Reading passage =>
Australia’s Mental Health Financial Safety Net

Australia’s Mental Health Financial Safety Net

Azuria Partners, 27th March 2026 - 7-minute read.

Azuria Partners have summarised the following reports into a brief article, hoping to prompt discussion into the current situation of mental ill-health claims for total and permanent disability (TPD). Additionally, examining the life insurance sector’s role in the financial safety net for mental health support.
  • Actuaries Institute – The Mental Health Financial Safety Net (2025)
  • KPMG – Australia’s Mental Health Check Up (2024)
  • CALI – Annual Report (2025)

Records supplied =>
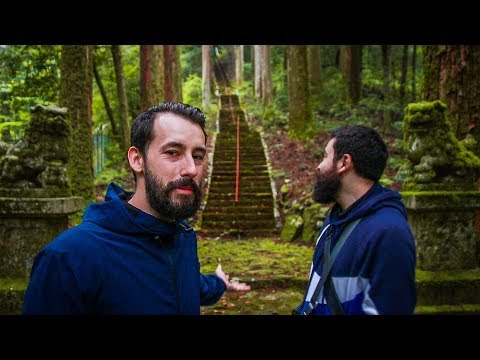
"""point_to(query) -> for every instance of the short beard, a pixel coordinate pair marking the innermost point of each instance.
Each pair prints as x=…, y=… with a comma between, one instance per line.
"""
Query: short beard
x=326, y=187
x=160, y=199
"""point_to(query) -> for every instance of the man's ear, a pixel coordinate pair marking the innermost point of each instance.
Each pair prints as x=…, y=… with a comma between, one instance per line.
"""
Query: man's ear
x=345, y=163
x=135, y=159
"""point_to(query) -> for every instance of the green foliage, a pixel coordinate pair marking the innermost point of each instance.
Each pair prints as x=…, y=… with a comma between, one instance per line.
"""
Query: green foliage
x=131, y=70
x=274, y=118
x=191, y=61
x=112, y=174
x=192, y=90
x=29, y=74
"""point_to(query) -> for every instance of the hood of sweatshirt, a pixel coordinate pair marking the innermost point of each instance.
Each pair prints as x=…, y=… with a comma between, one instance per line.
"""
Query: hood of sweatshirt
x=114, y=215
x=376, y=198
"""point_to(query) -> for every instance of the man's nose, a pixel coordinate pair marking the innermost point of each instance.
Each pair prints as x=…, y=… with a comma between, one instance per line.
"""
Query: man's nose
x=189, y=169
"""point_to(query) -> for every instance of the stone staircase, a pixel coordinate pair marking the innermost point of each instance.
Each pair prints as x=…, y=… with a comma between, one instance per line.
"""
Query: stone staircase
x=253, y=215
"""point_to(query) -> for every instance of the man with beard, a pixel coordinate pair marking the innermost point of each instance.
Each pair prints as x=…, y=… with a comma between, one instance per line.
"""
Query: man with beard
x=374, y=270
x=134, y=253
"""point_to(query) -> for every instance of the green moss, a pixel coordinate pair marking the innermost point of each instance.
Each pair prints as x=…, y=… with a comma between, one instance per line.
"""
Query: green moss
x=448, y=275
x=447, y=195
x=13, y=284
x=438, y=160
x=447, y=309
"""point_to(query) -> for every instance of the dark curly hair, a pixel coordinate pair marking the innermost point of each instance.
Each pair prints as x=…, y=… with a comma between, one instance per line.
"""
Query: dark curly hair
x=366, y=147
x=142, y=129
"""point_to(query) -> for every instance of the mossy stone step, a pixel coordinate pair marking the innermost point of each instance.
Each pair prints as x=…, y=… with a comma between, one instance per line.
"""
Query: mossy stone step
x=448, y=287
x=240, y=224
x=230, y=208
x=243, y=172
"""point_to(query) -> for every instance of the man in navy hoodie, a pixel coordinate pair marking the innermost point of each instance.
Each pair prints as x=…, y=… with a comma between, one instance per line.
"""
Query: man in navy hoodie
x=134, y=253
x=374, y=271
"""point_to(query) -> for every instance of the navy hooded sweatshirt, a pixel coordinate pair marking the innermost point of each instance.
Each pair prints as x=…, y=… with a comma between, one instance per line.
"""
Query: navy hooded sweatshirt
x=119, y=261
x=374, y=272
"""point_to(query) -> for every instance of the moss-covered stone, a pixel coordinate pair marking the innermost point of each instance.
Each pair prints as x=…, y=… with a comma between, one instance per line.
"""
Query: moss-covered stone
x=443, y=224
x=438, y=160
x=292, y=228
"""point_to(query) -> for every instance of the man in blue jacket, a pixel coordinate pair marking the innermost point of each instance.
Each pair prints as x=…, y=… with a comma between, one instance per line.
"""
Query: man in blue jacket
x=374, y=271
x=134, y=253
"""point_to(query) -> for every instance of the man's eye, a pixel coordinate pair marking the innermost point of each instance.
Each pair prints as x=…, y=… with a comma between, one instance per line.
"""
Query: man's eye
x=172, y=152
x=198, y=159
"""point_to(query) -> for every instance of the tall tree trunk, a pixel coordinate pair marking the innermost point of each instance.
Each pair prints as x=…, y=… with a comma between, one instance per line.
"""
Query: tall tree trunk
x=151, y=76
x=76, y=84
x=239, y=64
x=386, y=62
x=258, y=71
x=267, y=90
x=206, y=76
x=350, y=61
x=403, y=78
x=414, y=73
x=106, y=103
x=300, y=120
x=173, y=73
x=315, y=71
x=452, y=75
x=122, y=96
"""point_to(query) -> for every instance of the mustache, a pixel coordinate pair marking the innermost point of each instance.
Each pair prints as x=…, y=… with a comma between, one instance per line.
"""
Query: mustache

Questions =>
a. Decide whether each statement agrees with the mental health safety net article, answering yes or no and quoting the words of the article that decide it. (i) The article is described as a 7-minute read. (ii) The KPMG report it draws on is dated 2025. (iii) The article concerns mental ill-health claims for total and permanent disability.
b. Set down the stretch of the mental health safety net article from "Azuria Partners have" through "Annual Report (2025)", word for word.

Answers to this exercise =>
a.
(i) Yes: "7-minute read"
(ii) No: "KPMG – Australia’s Mental Health Check Up (2024)"
(iii) Yes: "mental ill-health claims for total and permanent disability (TPD)"

b.
Azuria Partners have summarised the following reports into a brief article, hoping to prompt discussion into the current situation of mental ill-health claims for total and permanent disability (TPD). Additionally, examining the life insurance sector’s role in the financial safety net for mental health support.
  • Actuaries Institute – The Mental Health Financial Safety Net (2025)
  • KPMG – Australia’s Mental Health Check Up (2024)
  • CALI – Annual Report (2025)